=== What you should do ===
Once every line in the data below has been checked for "with", give the number of lines that hold it, and only that.

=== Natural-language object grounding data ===
* * *
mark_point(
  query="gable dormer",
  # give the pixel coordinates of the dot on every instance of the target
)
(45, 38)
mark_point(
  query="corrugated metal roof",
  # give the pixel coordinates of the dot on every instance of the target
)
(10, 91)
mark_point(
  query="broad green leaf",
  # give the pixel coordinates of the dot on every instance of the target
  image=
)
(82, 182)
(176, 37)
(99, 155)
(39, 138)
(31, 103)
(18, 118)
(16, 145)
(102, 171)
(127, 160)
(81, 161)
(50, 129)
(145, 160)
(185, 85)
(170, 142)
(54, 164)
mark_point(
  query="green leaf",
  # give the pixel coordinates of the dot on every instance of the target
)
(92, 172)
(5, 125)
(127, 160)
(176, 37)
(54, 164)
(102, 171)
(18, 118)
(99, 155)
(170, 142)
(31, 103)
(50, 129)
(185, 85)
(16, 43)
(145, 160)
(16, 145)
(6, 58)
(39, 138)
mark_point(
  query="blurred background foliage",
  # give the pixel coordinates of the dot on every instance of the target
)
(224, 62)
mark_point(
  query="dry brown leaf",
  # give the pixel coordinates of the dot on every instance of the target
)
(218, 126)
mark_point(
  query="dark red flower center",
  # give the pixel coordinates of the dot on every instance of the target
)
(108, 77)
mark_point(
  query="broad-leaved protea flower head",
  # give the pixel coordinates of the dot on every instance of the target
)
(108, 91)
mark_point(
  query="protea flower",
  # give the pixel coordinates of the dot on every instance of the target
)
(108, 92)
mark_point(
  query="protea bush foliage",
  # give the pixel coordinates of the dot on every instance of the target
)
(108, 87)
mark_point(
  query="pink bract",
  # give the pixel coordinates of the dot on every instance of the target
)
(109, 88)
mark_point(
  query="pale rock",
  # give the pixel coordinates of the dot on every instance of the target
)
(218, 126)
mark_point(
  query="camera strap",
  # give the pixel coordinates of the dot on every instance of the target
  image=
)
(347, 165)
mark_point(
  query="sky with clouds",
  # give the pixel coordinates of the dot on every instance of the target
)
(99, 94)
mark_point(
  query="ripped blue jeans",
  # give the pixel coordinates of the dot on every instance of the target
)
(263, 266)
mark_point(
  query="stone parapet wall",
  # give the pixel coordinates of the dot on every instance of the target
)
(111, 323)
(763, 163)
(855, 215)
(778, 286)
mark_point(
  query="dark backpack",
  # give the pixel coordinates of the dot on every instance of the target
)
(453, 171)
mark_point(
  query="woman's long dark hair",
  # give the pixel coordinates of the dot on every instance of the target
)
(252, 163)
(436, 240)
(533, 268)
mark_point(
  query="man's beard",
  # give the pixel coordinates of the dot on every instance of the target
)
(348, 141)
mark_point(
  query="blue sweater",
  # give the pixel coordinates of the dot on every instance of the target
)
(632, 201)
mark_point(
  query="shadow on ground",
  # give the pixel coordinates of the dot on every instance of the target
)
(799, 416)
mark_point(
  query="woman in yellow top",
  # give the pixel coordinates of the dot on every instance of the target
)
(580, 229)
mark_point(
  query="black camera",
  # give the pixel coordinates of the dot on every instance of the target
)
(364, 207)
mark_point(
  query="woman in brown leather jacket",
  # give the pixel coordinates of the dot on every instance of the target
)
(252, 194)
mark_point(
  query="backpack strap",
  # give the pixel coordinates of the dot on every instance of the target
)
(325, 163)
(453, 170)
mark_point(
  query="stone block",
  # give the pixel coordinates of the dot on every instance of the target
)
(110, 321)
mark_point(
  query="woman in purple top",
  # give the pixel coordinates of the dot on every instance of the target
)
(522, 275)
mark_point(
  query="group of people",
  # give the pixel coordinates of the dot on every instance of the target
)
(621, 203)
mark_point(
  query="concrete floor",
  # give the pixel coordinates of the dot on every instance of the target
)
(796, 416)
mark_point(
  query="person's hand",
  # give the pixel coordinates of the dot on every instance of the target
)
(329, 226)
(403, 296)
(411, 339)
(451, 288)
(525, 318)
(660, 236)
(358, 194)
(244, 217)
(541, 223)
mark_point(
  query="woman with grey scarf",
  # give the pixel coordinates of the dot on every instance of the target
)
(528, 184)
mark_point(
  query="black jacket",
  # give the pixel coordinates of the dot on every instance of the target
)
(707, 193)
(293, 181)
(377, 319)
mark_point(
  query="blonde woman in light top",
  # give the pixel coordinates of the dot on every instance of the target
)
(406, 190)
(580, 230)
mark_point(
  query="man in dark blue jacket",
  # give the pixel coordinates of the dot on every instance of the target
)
* * *
=== Response ===
2